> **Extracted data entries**
[START]
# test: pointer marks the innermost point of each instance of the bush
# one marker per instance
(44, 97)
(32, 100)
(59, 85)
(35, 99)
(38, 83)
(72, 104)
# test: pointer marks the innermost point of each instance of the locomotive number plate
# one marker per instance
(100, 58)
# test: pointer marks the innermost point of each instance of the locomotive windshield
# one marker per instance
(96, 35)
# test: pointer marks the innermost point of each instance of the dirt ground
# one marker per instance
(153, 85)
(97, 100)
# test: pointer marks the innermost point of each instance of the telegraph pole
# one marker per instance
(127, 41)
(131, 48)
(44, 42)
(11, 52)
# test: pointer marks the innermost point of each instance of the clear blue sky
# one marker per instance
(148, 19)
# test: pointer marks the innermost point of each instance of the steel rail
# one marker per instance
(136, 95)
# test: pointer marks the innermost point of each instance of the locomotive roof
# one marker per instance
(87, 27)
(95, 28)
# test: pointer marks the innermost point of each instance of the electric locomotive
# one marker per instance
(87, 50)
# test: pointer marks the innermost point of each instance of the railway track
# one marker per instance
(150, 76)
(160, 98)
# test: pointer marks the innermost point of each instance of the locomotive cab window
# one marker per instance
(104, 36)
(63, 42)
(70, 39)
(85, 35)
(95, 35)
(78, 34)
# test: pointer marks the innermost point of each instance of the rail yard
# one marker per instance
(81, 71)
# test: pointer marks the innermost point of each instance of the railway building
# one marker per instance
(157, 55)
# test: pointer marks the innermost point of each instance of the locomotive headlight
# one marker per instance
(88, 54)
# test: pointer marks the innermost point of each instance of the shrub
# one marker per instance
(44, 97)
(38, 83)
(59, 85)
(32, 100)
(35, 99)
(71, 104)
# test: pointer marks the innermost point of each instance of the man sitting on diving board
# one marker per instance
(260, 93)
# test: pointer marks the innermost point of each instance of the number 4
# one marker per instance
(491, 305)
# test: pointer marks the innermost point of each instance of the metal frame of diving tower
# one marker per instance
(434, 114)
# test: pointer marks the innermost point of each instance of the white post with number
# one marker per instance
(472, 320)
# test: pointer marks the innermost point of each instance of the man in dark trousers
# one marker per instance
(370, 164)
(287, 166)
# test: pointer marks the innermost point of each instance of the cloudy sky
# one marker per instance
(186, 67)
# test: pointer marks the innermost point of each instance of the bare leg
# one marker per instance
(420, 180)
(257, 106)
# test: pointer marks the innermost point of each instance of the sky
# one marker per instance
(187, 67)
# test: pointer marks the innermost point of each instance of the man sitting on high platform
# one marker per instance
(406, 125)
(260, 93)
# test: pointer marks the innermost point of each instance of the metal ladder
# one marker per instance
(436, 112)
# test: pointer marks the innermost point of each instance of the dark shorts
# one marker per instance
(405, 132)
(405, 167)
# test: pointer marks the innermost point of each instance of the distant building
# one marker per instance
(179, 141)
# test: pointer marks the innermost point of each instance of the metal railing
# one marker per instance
[END]
> **GIVEN PROBLEM**
Transcribe all entries exactly as they are given.

> **THE SOLUTION**
# test: pointer marks the innermost point of each instance of the bush
# one marker per instance
(44, 97)
(32, 100)
(59, 85)
(35, 99)
(38, 83)
(72, 104)
# test: pointer marks the innermost point of each instance of the locomotive number plate
# one marker per instance
(100, 58)
# test: pointer marks the innermost point of each instance of the locomotive windshield
# one marker per instance
(96, 35)
# test: pointer marks the innermost point of each instance of the dirt ground
# one marker per instance
(153, 85)
(97, 100)
# test: pointer marks the innermost point of each instance of the telegraph pole
# one marker per instance
(127, 41)
(131, 48)
(44, 42)
(11, 52)
# test: pointer marks the innermost point of each instance of the clear blue sky
# one marker per instance
(148, 19)
# test: pointer marks the innermost point of each instance of the steel rail
# one marker per instance
(136, 95)
# test: pointer marks the innermost point of each instance of the locomotive roof
# one marker per instance
(87, 27)
(95, 28)
# test: pointer marks the innermost point of each instance of the electric locomotive
# one marker per instance
(87, 50)
# test: pointer marks the innermost point of each instance of the railway track
# one marker per instance
(150, 76)
(160, 98)
# test: pointer marks the innermost point of each instance of the locomotive cab window
# one marker per instance
(104, 36)
(63, 42)
(70, 39)
(85, 35)
(95, 35)
(78, 34)
# test: pointer marks the innermost point of each instance of the rail yard
# one marker per instance
(81, 71)
# test: pointer marks the innermost point of each instance of the railway building
# one marker per instance
(157, 55)
# test: pointer marks the innermost point of each instance of the locomotive headlight
# one marker per instance
(88, 54)
# test: pointer marks the innermost point of each instance of the shrub
# one marker per instance
(44, 97)
(38, 83)
(59, 85)
(32, 100)
(35, 99)
(71, 104)
# test: pointer marks the innermost point of each instance of the man sitting on diving board
# one marker per instance
(260, 93)
# test: pointer marks the innermost point of each instance of the number 4
# one marker per instance
(491, 305)
# test: pointer marks the innermost point of each instance of the metal frame of diving tower
# one marker per instance
(434, 114)
# test: pointer marks the innermost point of each instance of the white post with number
# one marker per instance
(472, 320)
# test: pointer marks the innermost point of each instance of the man in dark trousers
# one marker per instance
(370, 164)
(287, 166)
# test: pointer marks the innermost point of each instance of the cloudy sky
# one marker per instance
(186, 67)
# test: pointer marks the innermost point of each instance of the bare leg
# one marker per instance
(420, 180)
(257, 106)
# test: pointer marks the innermost point of each instance of the sky
# one marker per instance
(187, 67)
# test: pointer marks the innermost point of each instance of the man sitting on high platform
# one marker per instance
(406, 125)
(260, 93)
# test: pointer marks the innermost point of each instance of the metal ladder
# one marker per instance
(436, 112)
# test: pointer marks the innermost point of each instance of the dark shorts
# one marker per instance
(405, 132)
(405, 167)
# test: pointer marks the innermost point of each instance of the distant building
# one marker per instance
(179, 141)
# test: pointer marks the innermost point of each instance of the metal railing
# one marker per instance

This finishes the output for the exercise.